Selected excerpt ▸

On Mar 6, 2016, at 7:26 PM, Michael Rapp wrote:
> My Yaesu FT-950 has two pre-amp settings. On phone I typically only
> engage these on the quieter bands. I'd use preamp 1 occasionally on
> 20 meters, and nearly always on 15 and preamp 2 (which amplified more)
> always on 10. On RTTY is this useful or is there something
> detrimental to a RTTY decode from using a preamp?
RF preamps improve noise floor but reduces the large signal capability of a
receiver (a.k.a. overloading).
On the lower bands, 30m and lower, the sky noise is usually way over the noise
floor of any RF preamp, so there is no reason to engage two of them. Unless
you are using a really low gain receiving antenna, there is really no need to
engage any RF preamp on 80m.
On 10m, the improved SNR from the RF preamp(s) can help dig out the weak ones
when there are no large signals that can overload the receiver stages that are
before selective filters.

Written task 1 ▸ Repeat the listing word for word, starting with the line that contains "of the checkered" and going on through the final line of the listing.
The text and the listing that follows it were taken from two unrelated sources.

Recorded data ▸
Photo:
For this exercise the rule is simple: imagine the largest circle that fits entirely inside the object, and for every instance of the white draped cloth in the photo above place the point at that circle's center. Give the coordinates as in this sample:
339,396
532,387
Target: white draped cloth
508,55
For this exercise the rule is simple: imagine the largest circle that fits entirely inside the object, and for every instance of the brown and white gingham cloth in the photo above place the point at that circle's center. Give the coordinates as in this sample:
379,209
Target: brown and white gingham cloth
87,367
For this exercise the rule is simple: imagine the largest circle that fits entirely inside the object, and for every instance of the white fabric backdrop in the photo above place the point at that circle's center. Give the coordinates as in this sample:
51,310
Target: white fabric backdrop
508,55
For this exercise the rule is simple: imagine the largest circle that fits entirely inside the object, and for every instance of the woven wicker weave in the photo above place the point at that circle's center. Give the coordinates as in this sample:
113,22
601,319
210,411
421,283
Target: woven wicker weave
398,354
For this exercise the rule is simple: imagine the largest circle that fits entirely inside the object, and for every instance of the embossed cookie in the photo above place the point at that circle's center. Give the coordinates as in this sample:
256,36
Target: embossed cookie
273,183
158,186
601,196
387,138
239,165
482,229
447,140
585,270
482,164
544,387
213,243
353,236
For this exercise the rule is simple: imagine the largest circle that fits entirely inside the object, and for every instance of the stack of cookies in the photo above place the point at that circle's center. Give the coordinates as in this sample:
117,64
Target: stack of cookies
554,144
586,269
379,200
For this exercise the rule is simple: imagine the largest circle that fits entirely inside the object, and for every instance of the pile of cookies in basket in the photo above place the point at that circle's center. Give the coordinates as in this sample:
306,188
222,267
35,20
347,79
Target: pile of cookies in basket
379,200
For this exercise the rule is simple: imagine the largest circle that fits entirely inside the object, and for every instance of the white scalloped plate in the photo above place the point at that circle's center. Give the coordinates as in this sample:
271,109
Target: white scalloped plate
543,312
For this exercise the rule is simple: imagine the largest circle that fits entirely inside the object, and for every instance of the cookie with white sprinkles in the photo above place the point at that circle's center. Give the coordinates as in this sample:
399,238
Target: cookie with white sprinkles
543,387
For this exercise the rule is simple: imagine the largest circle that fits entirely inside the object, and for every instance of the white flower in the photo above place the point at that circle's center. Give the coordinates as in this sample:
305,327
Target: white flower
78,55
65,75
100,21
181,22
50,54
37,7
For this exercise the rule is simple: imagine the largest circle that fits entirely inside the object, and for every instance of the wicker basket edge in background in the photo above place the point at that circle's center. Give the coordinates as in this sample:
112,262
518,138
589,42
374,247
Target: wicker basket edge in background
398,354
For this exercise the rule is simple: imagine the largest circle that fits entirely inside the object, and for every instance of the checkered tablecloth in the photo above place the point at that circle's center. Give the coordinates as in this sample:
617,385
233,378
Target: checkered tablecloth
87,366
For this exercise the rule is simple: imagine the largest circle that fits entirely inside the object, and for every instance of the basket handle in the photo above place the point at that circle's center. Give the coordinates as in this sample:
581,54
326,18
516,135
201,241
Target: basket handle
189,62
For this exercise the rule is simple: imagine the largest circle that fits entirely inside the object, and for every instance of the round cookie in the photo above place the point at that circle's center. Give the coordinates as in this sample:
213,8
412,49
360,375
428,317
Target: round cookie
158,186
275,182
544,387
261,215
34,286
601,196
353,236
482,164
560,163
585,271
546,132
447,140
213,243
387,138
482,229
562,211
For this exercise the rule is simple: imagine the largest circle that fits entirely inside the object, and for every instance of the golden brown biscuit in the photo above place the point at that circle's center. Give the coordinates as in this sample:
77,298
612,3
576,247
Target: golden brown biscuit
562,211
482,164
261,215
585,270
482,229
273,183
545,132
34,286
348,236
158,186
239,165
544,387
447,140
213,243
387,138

Written task 2 ▸ Pick up the text about using RF preamps on a receiver after its last sentence and keep it going.

Exercise output 1 ▸
For this exercise the rule is simple: imagine the largest circle that fits entirely inside the object, and for every instance of the checkered tablecloth in the photo above place the point at that circle's center. Give the coordinates as in this sample:
617,385
233,378
Target: checkered tablecloth
87,366
For this exercise the rule is simple: imagine the largest circle that fits entirely inside the object, and for every instance of the basket handle in the photo above place the point at that circle's center. Give the coordinates as in this sample:
581,54
326,18
516,135
201,241
Target: basket handle
189,62
For this exercise the rule is simple: imagine the largest circle that fits entirely inside the object, and for every instance of the round cookie in the photo above place the point at that circle's center. Give the coordinates as in this sample:
213,8
412,49
360,375
428,317
Target: round cookie
158,186
275,182
544,387
261,215
34,286
601,196
353,236
482,164
560,163
585,271
546,132
447,140
213,243
387,138
482,229
562,211
For this exercise the rule is simple: imagine the largest circle that fits entirely inside the object, and for every instance of the golden brown biscuit in the photo above place the point at that circle's center. Give the coordinates as in this sample:
77,298
612,3
576,247
Target: golden brown biscuit
562,211
482,164
261,215
585,270
482,229
273,183
545,132
34,286
348,236
158,186
239,165
544,387
447,140
213,243
387,138

Exercise output 2 ▸
Just look at it as a trade off between better SNR (and thus bit error rate) and
larger signal handling.
> I must confess that I really don't understand what a roofing filter
> does. My radio defaults to 3 kHz for RTTY. Is this okay?
Roofing filters in superhets help to prevent the 2nd mixer from being
overloaded by nearby large signals. With RTTY, you can probably get by with
roofing filters as narrow as 600 Hz. I would not go any narrower if the 1st IF
of the receiver is above a few MHz, since the group delay of a narrow filter
can be more detrimental than helpful. With aural CW copy, you can go to 250 Hz
or even narrower roofing filters since the ear is more forgiving with
intersymbol interference (ringing).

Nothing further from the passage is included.